● What this task involves
Answer these about the user-experience excerpt below:
(a) Which application-level connectivity failures does it give as examples?
(b) What does the best customer experience category correspond to?
(c) Which user actions does it list as possible signs of frustrated behavior?

● Selected text
--
When there is a failure indication during the network connectivity
phase (radio attach, bearer setup failure, etc.) captured by the
service availability KPIs, it is regarded as a poor user experience
by definition irrespective of the specific application the user
wanted to use (which cannot be known), as it was not possible for
the user to start using the application at all. Similarly,
connectivity failures at the application level (DNS lookup failure,
TCP connection problem, etc.) available from the application level
KPIs can also be regarded as equally poor user experience, both
when they occur at an early stage of the connectivity procedures so
as to prevent the application usage or when they occur later during
the actual usage of the application. If the application could be
successfully started and data is transferred, the AE 110 quantifies
the user experience based on correlating the user's actions and the
application level KPIs (measured by the AME 100), such as the .rho.
and the activity factor KPIs for video downloads, the latency of
DNS lookups, the latency of TCP connection establishments, client
side and server side HTTP RTTs, download time of HTTP objects,
etc.
[0096] By correlating the user's actions with the application
quality of experience, different customer experience categories can
be defined. For example, the worst category may correspond to
experiencing obvious failures either during the network
connectivity phase (bearer setup) or later during the application
usage (DNS, TCP, HTTP), detectable directly from the service
availability and application level KPIs. On the other hand, the
best category may correspond to successful connectivity (both
bearer setup and application level) and good experience measured by
the application level KPIs. In between the worst and best category,
i.e., in the rest of the (non-trivial) cases, different additional
categories can be created based on the granularity of the
experience provided by the application level KPIs and the user's
actions. Generally, the same quality of experience (i.e., same
application KPIs) should be considered worse in case the user's
actions indicate frustrated behavior. Such user actions may include
the termination of the connection before the requested data was
downloaded, repeatedly re-requesting the same content over and over
again, terminating and re-establishing the network connectivity
(bearer), etc.
--
● Collected data
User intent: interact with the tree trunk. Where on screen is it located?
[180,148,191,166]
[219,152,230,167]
--
● Result
(a) DNS lookup failure and TCP connection problem.
(b) Successful connectivity, both bearer setup and application level, and good experience measured by the application level KPIs.
(c) Terminating the connection before the requested data was downloaded, repeatedly re-requesting the same content, and terminating and re-establishing the network connectivity (bearer).